Challenges –
**a)** According to the DG Digital piece, which view does Netopia subscribe to?
**b)** Reproduce the passage of the DG Digital piece, starting at "There is talk" and ending at "the digital perspective?".

Selection –
───

DG Digital – Is Post-Ideologic Technocracy the Way?

There is talk around Place Lux and Schuman that the new Commission should appoint a DG Digital to ensure that the digital perspective is represented in EU policy. But what is the digital perspective?

There are two competing views on how to describe and understand digital networks. (A little simplified, sure, but bear with me.) One is the idea that digital technology is an outside force that cannot and should not be stopped or interfered with. We can call this techno-centrism – it has many evangelists, one prime example is Kevin Kelly (author of What Technology Wants and much more).The other view, let’s call it techno-scepticism, rather sees the technology as a consequence of human decisions, conflicting business interests, regulation and such. Thinkers like Jaron Lanier and Evgeny Morozov are perhaps the most prominent representatives of this idea. Which of the two perspectives you prefer has fundamental implications for policy. It should also come as no surprise that Netopia subscribes to the techno-sceptic view.

In techno-centrism, the future is predictable and inevitable. Moore’s law is a force of nature, every 18-months or so capacities of processing, storing and transferring data doubles and everything else that happens is a consequence of this constant evolution. Resistance is futile, we can only adjust our systems, habits and institutions to the change, not influence them. This is what net activists mean when they talk about “understanding” new technology, that is embracing the idea that technological evolution is a force unto itself and stronger than other forces. Thus the phrase “new technology cannot be stopped” makes sense and can be used as an argument on plenty of different topics. You may think that this could all be true, while at the same time being sceptical and trying to control or influence the development, but according to techno-centrism, there is always a reason such attempts will be fruitless – perhaps if we don’t do it, the Chinese will. Or innovation will make legislation irrelevant. Or hackers will break the firewall. Or something else, the point is that human effort is inferior to technology. The title of Kelly’s book is telling: Technology has a will of its own. We are its mere tools. This is where such concepts as “market disruption” are born: regardless of current regulation, hierarchies, functions or agreements, technology will come and tear it apart. The ultimate sin is to stick to an outdated business model, whether you’re in advertising, logistics, travel, hotels, transportation, finance, content, health care, security, agriculture or pretty much any field, you better adjust to the new ways or perish.

───

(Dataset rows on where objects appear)
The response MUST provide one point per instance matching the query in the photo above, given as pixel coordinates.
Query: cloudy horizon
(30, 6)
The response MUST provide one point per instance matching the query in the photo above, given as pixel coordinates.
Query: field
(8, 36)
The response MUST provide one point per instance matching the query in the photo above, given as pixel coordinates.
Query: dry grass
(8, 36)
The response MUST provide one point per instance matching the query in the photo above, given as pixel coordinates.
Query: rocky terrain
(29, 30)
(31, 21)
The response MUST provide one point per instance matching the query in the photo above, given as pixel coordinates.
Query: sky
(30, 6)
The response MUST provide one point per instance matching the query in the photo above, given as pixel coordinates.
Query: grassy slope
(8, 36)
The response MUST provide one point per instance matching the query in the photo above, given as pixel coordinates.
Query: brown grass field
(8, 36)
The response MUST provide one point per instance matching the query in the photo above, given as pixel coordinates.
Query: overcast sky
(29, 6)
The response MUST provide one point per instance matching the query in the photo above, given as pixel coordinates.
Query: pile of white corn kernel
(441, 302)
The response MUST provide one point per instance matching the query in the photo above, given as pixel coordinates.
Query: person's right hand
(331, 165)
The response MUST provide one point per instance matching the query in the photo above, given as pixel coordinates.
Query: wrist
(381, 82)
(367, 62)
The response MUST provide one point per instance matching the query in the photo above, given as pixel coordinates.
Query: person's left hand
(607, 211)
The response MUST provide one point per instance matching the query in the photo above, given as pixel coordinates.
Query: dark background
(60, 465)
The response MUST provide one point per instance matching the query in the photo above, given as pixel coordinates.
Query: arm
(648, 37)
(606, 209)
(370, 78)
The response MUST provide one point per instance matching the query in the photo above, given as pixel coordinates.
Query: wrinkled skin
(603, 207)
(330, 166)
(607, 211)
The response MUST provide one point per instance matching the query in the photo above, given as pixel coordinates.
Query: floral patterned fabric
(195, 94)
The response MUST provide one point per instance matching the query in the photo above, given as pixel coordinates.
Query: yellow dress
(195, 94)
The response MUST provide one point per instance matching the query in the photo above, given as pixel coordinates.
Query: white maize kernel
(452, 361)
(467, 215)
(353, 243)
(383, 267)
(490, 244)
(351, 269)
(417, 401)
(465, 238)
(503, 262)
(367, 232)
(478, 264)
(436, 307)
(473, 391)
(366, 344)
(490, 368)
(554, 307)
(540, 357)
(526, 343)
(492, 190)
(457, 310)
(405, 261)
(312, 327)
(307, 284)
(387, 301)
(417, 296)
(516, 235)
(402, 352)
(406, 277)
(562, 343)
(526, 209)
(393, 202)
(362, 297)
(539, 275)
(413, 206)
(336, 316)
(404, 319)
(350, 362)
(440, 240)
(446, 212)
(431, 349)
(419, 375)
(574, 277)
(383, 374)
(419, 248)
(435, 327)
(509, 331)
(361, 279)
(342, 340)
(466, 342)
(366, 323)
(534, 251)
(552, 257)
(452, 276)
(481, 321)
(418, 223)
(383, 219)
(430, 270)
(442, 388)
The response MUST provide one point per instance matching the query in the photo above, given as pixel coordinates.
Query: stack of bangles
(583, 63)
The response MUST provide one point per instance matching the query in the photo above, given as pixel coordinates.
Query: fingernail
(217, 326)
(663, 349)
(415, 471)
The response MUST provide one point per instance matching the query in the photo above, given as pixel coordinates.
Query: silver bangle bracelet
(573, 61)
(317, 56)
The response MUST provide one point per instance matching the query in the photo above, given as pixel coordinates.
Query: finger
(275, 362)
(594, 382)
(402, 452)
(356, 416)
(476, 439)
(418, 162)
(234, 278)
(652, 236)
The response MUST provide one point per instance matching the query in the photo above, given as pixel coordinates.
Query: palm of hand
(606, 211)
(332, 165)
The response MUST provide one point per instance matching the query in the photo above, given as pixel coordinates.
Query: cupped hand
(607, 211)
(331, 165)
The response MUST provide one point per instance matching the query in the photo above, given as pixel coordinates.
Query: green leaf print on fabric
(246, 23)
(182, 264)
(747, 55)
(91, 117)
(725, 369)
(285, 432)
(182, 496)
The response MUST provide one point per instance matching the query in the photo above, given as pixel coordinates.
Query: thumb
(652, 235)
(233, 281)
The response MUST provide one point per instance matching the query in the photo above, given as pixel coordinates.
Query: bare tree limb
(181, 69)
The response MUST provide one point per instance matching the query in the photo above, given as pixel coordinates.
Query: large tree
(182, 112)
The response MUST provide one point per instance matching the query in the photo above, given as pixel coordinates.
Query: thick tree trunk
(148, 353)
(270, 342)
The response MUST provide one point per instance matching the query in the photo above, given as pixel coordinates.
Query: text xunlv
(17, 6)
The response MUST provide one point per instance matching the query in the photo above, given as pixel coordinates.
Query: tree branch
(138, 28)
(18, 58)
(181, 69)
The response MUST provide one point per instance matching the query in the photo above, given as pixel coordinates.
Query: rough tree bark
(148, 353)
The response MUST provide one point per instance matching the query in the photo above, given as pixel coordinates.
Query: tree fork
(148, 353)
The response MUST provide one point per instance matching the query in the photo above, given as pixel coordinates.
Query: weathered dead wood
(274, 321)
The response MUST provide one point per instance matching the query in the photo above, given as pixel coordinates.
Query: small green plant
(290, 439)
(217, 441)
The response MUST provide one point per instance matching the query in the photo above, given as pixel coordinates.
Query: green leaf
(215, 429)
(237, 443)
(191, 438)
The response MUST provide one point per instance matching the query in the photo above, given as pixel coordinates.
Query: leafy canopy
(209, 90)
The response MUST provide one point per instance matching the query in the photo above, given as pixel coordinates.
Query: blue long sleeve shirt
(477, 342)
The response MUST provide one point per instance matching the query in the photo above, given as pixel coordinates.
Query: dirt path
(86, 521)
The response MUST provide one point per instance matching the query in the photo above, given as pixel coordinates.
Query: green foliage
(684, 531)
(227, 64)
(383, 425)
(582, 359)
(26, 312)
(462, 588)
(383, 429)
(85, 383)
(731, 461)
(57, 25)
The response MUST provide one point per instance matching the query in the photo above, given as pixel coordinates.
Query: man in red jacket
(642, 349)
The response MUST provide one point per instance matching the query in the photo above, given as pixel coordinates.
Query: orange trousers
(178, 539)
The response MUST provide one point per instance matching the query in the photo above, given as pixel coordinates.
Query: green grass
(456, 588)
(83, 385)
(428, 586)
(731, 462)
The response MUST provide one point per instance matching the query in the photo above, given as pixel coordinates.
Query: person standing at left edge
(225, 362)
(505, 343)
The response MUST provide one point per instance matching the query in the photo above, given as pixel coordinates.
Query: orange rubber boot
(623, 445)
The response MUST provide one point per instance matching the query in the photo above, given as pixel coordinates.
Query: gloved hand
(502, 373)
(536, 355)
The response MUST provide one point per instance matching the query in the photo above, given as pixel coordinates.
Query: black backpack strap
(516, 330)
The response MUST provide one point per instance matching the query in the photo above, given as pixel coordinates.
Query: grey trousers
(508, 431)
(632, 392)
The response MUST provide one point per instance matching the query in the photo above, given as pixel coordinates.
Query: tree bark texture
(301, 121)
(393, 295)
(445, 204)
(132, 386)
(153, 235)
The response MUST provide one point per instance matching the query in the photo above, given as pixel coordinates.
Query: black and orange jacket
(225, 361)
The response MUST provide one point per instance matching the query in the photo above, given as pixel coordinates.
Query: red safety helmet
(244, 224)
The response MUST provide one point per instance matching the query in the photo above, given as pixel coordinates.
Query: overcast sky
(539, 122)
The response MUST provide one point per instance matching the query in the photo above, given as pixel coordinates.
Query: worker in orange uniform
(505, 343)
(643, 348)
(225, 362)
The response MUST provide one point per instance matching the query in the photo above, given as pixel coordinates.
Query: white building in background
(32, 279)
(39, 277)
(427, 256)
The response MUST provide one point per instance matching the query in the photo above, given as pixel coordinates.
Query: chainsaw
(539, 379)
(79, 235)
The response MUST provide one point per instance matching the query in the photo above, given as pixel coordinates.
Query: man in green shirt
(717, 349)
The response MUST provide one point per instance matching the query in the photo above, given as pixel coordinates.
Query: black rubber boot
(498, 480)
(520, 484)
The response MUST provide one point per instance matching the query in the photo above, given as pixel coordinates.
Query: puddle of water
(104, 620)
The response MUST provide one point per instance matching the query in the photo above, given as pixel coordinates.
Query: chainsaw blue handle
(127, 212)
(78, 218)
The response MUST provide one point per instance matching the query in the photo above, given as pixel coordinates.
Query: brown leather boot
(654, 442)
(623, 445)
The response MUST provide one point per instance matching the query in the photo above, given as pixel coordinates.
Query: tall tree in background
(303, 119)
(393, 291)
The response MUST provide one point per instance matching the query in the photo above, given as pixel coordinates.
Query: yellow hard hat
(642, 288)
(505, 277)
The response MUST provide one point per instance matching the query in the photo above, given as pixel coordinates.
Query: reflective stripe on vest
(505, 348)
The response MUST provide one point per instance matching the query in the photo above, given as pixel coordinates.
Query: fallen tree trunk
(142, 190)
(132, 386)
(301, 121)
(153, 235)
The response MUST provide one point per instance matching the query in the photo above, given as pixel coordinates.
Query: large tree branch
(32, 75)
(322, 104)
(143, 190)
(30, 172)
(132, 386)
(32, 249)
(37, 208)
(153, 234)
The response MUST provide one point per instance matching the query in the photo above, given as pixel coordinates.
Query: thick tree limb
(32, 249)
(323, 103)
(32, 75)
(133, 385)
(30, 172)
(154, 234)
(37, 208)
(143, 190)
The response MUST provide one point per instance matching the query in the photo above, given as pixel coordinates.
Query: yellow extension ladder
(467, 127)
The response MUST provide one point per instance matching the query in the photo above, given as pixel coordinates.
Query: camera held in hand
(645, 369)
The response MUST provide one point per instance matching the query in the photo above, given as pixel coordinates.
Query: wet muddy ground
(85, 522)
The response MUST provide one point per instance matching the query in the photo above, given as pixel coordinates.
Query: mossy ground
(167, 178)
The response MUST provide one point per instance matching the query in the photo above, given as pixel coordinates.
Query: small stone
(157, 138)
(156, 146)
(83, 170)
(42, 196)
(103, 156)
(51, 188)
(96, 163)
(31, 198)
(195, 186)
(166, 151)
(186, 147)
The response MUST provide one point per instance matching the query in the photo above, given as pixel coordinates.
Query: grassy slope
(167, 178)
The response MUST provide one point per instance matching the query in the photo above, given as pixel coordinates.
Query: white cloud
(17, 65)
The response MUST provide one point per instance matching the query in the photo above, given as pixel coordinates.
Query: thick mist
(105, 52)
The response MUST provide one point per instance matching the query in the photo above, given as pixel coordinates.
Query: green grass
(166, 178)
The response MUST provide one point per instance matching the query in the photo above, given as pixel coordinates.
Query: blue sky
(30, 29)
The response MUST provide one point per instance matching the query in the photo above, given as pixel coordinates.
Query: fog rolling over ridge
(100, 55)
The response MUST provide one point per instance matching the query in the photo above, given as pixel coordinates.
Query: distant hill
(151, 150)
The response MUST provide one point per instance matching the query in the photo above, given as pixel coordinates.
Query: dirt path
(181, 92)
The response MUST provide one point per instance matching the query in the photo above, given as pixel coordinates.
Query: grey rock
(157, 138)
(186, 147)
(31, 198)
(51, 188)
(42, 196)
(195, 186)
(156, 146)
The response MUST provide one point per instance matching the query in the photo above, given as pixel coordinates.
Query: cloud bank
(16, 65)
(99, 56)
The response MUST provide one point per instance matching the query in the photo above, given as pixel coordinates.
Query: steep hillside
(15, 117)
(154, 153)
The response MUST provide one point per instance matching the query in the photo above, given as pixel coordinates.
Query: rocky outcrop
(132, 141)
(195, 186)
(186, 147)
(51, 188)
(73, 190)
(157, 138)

───

Solutions below –
**a)** The techno-sceptic view.

**b)**
There is talk around Place Lux and Schuman that the new Commission should appoint a DG Digital to ensure that the digital perspective is represented in EU policy. But what is the digital perspective?